*** Records to use ***
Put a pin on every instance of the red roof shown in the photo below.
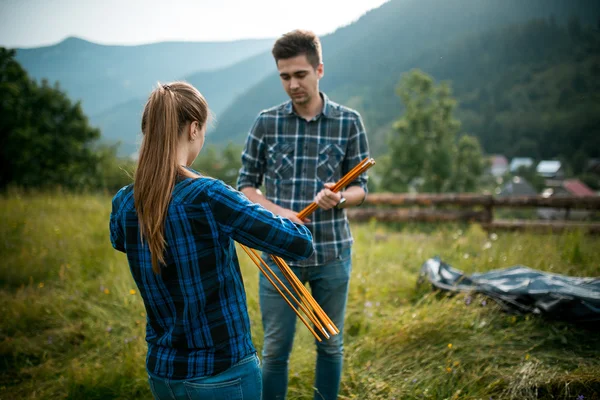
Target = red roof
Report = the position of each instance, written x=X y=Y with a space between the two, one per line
x=499 y=161
x=577 y=188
*** End of Records to use ***
All lines above are to be restated word for word, with pictures excluded.

[Output of the task]
Put a pin on every instance of the red roof shown in the photo below.
Target = red roof
Report = the position of each instance, written x=X y=Y with a space between the two, one per line
x=499 y=161
x=577 y=188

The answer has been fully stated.